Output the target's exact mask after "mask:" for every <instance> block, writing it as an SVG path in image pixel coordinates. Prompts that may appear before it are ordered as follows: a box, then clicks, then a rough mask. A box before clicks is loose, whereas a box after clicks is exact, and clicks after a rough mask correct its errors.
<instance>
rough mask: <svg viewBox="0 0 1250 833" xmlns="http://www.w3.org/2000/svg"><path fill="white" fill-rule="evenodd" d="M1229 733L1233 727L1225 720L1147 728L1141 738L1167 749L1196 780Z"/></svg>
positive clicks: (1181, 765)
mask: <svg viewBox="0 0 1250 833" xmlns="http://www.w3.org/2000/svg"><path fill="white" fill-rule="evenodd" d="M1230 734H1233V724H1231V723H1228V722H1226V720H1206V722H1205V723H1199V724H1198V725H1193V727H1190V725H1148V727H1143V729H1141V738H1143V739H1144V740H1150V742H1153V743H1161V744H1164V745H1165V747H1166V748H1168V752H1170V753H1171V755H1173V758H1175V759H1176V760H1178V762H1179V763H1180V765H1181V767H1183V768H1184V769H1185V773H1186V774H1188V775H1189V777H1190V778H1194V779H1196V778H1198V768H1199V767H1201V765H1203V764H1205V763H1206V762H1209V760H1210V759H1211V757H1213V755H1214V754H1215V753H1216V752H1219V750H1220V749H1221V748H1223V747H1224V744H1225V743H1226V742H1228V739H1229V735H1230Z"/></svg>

> [Problem description] In the material above, which lines contain "rough"? Copy each of them.

> [Task result]
Output the target's exact mask after "mask:" for every <instance> block, writing it as an SVG path in image pixel coordinates. Prompts that may appear before it are ordered as follows: a box, then clicks, then a rough mask. A box before clicks is loose, whereas a box after clicks is exact, and clicks after a rough mask correct its errors.
rough mask: <svg viewBox="0 0 1250 833" xmlns="http://www.w3.org/2000/svg"><path fill="white" fill-rule="evenodd" d="M1229 733L1233 727L1225 720L1147 728L1141 738L1167 749L1196 780Z"/></svg>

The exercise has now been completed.